| THE PROBLEM |
No picture belongs in the copy. Repeat each line below exactly.

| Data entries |
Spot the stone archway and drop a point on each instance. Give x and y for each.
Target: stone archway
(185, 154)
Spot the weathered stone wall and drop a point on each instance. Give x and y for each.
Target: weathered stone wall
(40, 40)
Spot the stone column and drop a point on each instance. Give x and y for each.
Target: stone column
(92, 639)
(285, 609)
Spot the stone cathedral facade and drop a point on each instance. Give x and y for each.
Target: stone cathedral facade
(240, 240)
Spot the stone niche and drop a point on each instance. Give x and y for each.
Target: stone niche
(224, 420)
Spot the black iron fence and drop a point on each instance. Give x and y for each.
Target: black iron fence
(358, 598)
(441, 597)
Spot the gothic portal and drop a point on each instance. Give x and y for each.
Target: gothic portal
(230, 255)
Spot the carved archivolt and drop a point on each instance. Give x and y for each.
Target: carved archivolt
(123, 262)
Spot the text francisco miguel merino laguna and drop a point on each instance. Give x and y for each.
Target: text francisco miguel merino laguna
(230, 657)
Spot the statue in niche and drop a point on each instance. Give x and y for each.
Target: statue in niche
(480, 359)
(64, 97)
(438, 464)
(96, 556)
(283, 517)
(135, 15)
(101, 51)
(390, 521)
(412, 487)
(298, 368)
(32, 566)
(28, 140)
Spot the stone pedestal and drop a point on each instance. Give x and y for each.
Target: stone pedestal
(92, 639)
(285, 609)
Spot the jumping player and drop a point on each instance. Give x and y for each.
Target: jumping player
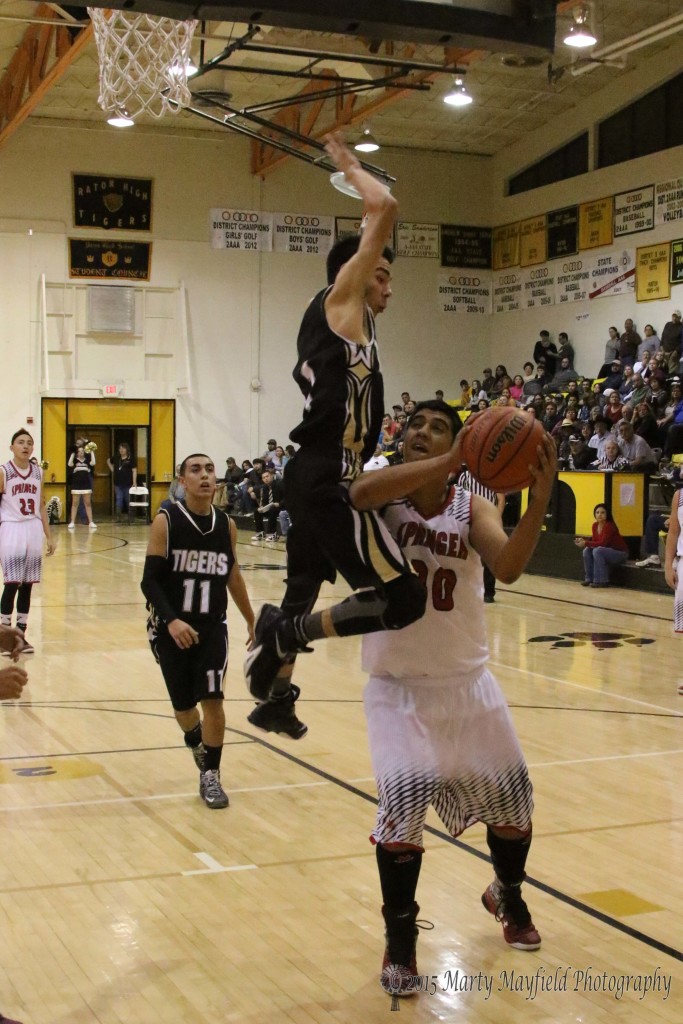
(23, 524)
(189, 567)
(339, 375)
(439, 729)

| EXPECTED ANSWER |
Spot the stone archway and drop a point on each instance. Give x and y for each.
Target: stone archway
(185, 154)
Spot the weathered stone wall and drop a point on each instance. Give x and y for each.
Target: weathered stone wall
(40, 40)
Spot the stone column and drop a point on each instance. Give x and y for each.
Target: stone column
(92, 639)
(285, 609)
Spot the stone cathedral facade and drop a point on each instance. Give x and y for each.
Target: stone cathedral facade
(240, 240)
Spot the stone niche and drop a point on each instance. Give x and y for each.
Target: stone niche
(224, 420)
Spot the black iron fence and drop a point on each instance. Give x and y for each.
Target: black iron fence
(358, 598)
(441, 597)
Spot the gothic portal and drop a point on each instance. Give x and y for each.
Target: gothic portal
(230, 255)
Spot the carved archivolt and drop a point on each instance. Give x and y for each.
Target: carved archivolt
(123, 262)
Spot the text francisco miguel merino laguna and drop a point on each instance. Give x and y for each.
Target: text francisco miguel merino laguna
(230, 657)
Spot the statue in niche and drop a point on each instance. Give x and y for each.
Target: statue in niche
(480, 359)
(64, 97)
(438, 464)
(96, 556)
(283, 517)
(135, 15)
(101, 51)
(390, 521)
(412, 487)
(298, 368)
(32, 566)
(28, 140)
Spot the stone pedestal and drop a point on each instance. Give x and y for each.
Target: stone pedestal
(92, 639)
(285, 609)
Spot the jumping player and drop a point on each instance. Give x and y for each.
Target: jumping player
(23, 524)
(189, 567)
(339, 375)
(439, 729)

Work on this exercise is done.